** start Source excerpt **

Data journey - excavation data goes to large dataset

Karin Lund

University of Southampton OCS (beta), CAA 2012

Karin Lund

Last modified: 2011-12-18

Abstract

Excavation data has been collected and recorded digital for decades, with or without prior knowledge of the final destination. The Intrasis documentation system, from Swedish National Heritage Board, was created without the knowledge of destination of a general storage, where data from different excavations are joined into a large dataset. The primary focus for Intrasis data model was to make a fixed structure – but with the tools to store any desired data. The final data model is therefore normalized and not possible to change – but since it is object oriented the outcome for the user is fully flexible.

Only recently more widely discussion has been started in Sweden concerning the joining of Intrasisdata into large datasets, containing data from every excavation and institution. This could be seen as a “simple” task since approximately 90% of the archaeological excavations use Intrasis for their data collection. Technically it would, I suppose, be rather easy due to the normalized data model, but when it comes to archaeology, it will be rather complicated. Because collecting data from a site is at the same time an interpretation of the site. Different sites mean different attributes and meta data settings, which is necessary to make the site understandable. Different excavation methods are also reflected in the collected data. So there are hardly any common standard attributes in the Swedish Intrasis databases, apart from a basic feature interpretation (e.g. posthole, pit).

Another example is the finds section where the situation is better, since the standard meta data template contain the information required from museums – but there are no standard or fixed alternatives for different types of artifacts e.g. flakes or ceramics. The nomenclature for the registration of finds is therefore varying. The quality of the data is instead in the closely connected context information – which only is available in the exported find tables as a context ID. The close connection with the complete information about the context and its other relations is lost. It becomes impossible to answer a question like “What is the most common find in an Iron Age longhouse” to find data stored at museums. This is a question that an Iron Age specialist easy could answer by experience – or ask to a single Intrasis database.

So it is possible for the current Swedish excavation data to take a journey? I will in my paper explore some different paths that could be taken for the data journey from a single Intrasis excavation into large datasets.

Keywords

Intrasis;database

** end Source excerpt **
** start Material provided **

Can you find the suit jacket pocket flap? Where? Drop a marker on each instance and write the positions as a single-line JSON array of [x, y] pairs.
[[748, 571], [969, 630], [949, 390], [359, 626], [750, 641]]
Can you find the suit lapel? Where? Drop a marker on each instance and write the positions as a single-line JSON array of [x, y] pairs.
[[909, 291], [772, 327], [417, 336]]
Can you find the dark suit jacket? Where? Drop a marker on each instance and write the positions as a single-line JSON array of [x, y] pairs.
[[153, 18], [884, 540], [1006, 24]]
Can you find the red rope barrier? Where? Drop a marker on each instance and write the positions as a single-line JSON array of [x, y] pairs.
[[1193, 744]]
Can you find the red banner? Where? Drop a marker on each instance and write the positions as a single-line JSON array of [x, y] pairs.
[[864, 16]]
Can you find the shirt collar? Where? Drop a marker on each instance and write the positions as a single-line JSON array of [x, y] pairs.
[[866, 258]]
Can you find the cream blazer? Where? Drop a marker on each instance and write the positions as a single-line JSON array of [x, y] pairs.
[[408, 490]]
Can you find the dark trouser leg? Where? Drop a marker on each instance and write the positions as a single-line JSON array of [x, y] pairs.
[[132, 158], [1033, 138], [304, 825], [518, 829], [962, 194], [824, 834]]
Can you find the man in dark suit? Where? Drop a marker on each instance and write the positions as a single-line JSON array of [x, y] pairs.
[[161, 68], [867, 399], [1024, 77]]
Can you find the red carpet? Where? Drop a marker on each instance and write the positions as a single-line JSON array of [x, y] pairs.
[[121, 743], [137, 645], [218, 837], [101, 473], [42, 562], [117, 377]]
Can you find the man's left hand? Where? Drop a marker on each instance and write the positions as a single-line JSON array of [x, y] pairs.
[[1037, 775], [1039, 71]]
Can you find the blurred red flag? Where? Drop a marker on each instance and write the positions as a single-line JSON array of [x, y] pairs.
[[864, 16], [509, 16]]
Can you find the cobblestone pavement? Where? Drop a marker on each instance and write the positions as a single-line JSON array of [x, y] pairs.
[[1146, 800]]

** end Material provided **

Exercise
Print everything in the Intrasis data journey abstract from "Only recently more" down to "(e.g. posthole, pit).", word for word.

Final answer
Only recently more widely discussion has been started in Sweden concerning the joining of Intrasisdata into large datasets, containing data from every excavation and institution. This could be seen as a “simple” task since approximately 90% of the archaeological excavations use Intrasis for their data collection. Technically it would, I suppose, be rather easy due to the normalized data model, but when it comes to archaeology, it will be rather complicated. Because collecting data from a site is at the same time an interpretation of the site. Different sites mean different attributes and meta data settings, which is necessary to make the site understandable. Different excavation methods are also reflected in the collected data. So there are hardly any common standard attributes in the Swedish Intrasis databases, apart from a basic feature interpretation (e.g. posthole, pit).